■ INSTRUCTIONS FOR THE TASK
Show every line of the material below that contains the string "number", copying each line in full. Case counts.

········

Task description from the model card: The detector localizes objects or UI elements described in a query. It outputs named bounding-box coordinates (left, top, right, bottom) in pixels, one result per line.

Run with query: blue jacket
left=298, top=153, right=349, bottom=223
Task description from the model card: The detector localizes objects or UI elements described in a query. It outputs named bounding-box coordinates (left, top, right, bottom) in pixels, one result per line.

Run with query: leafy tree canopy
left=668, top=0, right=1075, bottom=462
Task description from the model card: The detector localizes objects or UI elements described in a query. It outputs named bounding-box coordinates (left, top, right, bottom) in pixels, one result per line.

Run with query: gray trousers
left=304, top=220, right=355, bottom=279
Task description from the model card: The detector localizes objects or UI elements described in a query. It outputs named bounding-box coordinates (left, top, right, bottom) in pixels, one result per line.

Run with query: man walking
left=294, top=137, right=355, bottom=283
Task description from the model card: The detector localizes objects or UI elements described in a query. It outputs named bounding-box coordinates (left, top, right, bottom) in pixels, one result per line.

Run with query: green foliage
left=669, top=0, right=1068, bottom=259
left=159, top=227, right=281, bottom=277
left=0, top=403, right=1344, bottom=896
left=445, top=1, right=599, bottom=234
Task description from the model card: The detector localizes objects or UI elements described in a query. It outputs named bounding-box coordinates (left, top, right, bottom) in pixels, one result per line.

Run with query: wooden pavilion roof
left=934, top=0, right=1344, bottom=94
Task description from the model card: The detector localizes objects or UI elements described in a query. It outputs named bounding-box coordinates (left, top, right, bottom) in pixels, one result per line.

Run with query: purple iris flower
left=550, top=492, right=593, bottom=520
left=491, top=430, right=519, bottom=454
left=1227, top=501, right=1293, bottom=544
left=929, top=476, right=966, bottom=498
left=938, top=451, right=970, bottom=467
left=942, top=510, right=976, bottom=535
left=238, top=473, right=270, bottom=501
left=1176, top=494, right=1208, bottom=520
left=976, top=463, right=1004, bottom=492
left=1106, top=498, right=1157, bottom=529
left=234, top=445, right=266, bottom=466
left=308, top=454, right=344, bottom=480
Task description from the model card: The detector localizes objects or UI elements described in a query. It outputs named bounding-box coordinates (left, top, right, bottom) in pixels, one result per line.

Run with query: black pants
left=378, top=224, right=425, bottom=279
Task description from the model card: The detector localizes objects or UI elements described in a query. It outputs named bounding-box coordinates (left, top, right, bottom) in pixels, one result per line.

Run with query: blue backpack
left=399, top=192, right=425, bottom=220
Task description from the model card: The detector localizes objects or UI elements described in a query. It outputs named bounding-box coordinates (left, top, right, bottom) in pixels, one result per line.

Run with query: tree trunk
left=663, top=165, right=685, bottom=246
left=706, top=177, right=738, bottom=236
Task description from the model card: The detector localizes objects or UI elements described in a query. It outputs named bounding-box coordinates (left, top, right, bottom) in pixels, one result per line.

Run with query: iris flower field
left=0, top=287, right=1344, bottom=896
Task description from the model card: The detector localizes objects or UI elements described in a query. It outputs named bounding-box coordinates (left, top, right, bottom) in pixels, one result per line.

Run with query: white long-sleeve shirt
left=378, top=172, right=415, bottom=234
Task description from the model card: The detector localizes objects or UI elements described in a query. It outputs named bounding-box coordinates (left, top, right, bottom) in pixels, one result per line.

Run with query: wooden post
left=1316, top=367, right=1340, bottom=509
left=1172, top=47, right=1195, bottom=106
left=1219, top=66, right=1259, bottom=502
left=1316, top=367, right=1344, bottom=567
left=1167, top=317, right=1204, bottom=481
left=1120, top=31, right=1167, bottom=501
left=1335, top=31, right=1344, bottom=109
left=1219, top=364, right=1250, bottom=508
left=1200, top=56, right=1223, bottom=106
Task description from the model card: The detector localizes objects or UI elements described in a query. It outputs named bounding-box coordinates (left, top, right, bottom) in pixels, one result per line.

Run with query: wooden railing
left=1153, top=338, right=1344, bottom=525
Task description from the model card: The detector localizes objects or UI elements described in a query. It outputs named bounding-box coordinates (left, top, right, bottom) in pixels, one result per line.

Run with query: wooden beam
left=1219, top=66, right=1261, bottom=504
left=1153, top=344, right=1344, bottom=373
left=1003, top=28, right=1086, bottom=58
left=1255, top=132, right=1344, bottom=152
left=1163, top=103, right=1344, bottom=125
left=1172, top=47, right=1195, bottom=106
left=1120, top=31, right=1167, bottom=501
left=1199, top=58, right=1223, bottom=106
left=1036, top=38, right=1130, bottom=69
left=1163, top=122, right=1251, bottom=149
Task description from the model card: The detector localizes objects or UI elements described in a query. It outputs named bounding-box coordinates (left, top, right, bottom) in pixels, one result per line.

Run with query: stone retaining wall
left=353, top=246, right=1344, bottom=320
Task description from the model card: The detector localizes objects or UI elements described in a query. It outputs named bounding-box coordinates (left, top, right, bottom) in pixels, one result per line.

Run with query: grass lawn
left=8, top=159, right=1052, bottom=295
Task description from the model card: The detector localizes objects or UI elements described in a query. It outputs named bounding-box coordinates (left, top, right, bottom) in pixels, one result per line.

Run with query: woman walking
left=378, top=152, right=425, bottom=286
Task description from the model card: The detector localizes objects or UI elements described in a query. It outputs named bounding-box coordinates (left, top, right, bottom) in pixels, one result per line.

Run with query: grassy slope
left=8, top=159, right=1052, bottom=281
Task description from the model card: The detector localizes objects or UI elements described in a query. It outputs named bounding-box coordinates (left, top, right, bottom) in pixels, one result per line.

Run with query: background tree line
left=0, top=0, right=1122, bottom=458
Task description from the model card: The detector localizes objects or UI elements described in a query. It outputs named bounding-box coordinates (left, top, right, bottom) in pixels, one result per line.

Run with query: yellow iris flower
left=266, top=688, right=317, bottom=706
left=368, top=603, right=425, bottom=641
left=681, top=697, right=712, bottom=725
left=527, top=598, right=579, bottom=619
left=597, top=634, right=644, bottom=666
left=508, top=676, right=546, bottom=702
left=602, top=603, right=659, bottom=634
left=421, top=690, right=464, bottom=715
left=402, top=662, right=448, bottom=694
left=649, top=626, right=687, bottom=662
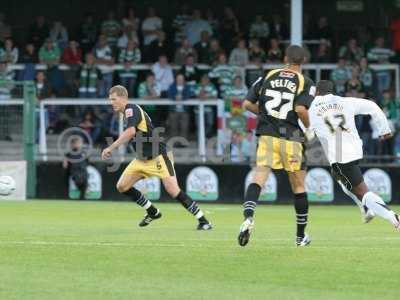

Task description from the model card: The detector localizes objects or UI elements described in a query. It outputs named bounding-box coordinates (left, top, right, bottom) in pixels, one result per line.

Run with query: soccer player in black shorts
left=238, top=45, right=315, bottom=246
left=102, top=85, right=212, bottom=230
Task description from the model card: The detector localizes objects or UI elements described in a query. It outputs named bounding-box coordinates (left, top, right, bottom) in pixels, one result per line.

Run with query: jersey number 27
left=265, top=89, right=294, bottom=119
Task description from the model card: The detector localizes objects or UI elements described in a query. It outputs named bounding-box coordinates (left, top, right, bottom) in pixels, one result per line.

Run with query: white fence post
left=197, top=103, right=206, bottom=162
left=39, top=102, right=47, bottom=161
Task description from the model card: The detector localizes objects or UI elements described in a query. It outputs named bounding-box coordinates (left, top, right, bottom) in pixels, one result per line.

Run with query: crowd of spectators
left=0, top=5, right=400, bottom=159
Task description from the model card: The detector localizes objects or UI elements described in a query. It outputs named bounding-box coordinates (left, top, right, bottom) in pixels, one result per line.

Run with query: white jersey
left=308, top=94, right=391, bottom=164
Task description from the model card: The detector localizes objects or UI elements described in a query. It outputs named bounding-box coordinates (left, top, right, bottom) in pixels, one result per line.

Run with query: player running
left=238, top=45, right=315, bottom=246
left=309, top=80, right=400, bottom=229
left=102, top=85, right=212, bottom=230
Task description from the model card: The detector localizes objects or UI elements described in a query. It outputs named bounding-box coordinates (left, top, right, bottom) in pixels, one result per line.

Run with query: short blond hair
left=108, top=85, right=128, bottom=98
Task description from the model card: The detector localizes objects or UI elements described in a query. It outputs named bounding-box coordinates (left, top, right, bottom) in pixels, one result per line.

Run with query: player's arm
left=101, top=127, right=136, bottom=159
left=242, top=99, right=260, bottom=115
left=101, top=106, right=142, bottom=159
left=294, top=77, right=315, bottom=140
left=242, top=77, right=263, bottom=115
left=352, top=98, right=392, bottom=140
left=294, top=105, right=310, bottom=128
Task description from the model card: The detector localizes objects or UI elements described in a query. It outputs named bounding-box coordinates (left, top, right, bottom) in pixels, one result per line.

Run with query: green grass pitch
left=0, top=201, right=400, bottom=300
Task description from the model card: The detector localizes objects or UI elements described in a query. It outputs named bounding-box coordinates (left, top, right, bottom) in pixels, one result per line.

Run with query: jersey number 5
left=265, top=89, right=294, bottom=119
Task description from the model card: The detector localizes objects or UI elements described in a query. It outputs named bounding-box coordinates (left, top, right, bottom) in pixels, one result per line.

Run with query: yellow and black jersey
left=246, top=69, right=315, bottom=141
left=124, top=104, right=167, bottom=160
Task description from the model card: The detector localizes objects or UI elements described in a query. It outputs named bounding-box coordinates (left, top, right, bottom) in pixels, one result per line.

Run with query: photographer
left=63, top=137, right=89, bottom=200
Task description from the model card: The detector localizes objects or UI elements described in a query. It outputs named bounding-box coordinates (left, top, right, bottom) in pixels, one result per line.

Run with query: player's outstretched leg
left=351, top=181, right=400, bottom=230
left=294, top=193, right=311, bottom=246
left=123, top=187, right=162, bottom=227
left=162, top=176, right=212, bottom=230
left=338, top=181, right=375, bottom=223
left=288, top=170, right=311, bottom=247
left=238, top=182, right=261, bottom=247
left=238, top=166, right=271, bottom=247
left=362, top=192, right=400, bottom=230
left=117, top=174, right=161, bottom=227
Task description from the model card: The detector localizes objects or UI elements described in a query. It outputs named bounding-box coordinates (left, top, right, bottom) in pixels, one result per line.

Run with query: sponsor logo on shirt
left=125, top=108, right=133, bottom=118
left=279, top=71, right=296, bottom=78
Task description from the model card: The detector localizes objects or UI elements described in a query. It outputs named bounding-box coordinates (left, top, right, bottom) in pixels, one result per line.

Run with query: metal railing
left=9, top=63, right=400, bottom=97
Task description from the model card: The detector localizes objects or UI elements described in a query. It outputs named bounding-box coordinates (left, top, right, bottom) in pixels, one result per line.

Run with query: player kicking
left=309, top=80, right=400, bottom=229
left=102, top=85, right=212, bottom=230
left=238, top=45, right=315, bottom=246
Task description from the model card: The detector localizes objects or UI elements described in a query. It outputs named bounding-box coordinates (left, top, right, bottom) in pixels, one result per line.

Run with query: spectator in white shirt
left=185, top=9, right=213, bottom=45
left=142, top=7, right=163, bottom=46
left=0, top=38, right=19, bottom=64
left=151, top=55, right=174, bottom=98
left=229, top=39, right=249, bottom=67
left=94, top=34, right=114, bottom=97
left=50, top=21, right=68, bottom=50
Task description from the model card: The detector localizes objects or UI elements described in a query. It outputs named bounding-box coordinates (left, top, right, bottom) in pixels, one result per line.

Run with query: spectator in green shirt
left=381, top=90, right=400, bottom=155
left=101, top=11, right=121, bottom=47
left=138, top=72, right=161, bottom=126
left=39, top=38, right=61, bottom=67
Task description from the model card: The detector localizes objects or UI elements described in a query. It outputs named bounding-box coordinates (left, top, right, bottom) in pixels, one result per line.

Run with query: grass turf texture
left=0, top=201, right=400, bottom=300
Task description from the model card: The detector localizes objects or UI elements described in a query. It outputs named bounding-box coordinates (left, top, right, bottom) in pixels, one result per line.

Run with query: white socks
left=338, top=181, right=365, bottom=214
left=362, top=192, right=397, bottom=224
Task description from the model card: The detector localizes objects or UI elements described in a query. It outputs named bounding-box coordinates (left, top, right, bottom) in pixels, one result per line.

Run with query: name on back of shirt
left=270, top=79, right=297, bottom=93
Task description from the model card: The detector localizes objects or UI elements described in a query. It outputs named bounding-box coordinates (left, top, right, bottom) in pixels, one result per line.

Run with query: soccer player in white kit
left=308, top=80, right=400, bottom=229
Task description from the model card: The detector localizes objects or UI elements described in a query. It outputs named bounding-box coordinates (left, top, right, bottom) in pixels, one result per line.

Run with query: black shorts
left=331, top=160, right=364, bottom=191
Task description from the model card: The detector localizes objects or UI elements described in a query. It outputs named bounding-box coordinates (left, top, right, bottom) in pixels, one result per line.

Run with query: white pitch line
left=0, top=237, right=398, bottom=250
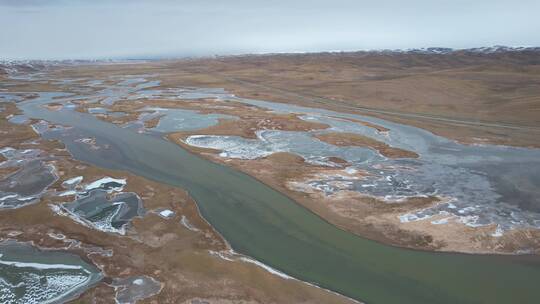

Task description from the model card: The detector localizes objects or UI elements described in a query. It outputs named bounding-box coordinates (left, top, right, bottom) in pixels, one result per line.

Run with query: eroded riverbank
left=0, top=63, right=540, bottom=303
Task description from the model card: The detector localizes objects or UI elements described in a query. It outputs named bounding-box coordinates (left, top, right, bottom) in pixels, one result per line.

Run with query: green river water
left=19, top=95, right=540, bottom=304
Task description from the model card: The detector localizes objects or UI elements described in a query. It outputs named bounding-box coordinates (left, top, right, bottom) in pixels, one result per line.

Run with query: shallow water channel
left=4, top=86, right=540, bottom=304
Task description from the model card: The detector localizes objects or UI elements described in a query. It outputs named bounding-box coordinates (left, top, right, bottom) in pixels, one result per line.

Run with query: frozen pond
left=0, top=241, right=102, bottom=304
left=3, top=72, right=540, bottom=304
left=132, top=107, right=237, bottom=133
left=0, top=147, right=58, bottom=210
left=180, top=89, right=540, bottom=235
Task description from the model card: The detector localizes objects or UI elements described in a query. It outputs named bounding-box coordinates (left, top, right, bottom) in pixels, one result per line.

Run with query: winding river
left=4, top=81, right=540, bottom=304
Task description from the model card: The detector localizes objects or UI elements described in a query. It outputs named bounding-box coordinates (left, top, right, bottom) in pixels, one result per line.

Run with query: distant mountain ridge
left=0, top=45, right=540, bottom=75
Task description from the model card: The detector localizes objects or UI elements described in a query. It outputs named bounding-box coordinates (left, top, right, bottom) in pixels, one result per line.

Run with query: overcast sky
left=0, top=0, right=540, bottom=59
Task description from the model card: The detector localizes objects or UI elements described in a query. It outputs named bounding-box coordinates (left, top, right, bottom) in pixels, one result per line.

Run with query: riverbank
left=3, top=58, right=539, bottom=303
left=0, top=87, right=354, bottom=303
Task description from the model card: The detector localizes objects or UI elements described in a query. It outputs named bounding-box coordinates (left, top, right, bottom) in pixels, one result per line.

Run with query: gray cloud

········

■ RESULT FOR THIS TASK
Run with query: jersey number 27
Run with query: jersey number 5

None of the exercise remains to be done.